╔══
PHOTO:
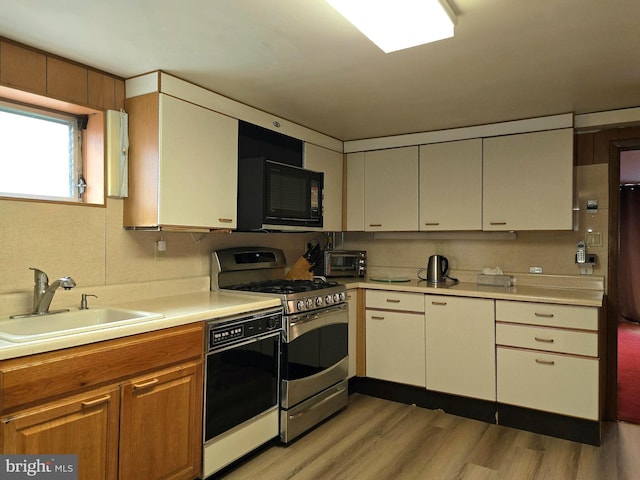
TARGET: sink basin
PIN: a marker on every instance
(67, 323)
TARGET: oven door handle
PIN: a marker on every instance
(302, 324)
╚══
If a record above holds a picture, leave the picture out and write out everything else exactly.

PHOTO:
TARGET: sink basin
PIN: a marker on every instance
(67, 323)
TARGET: oven door handle
PIN: a marker on every instance
(302, 324)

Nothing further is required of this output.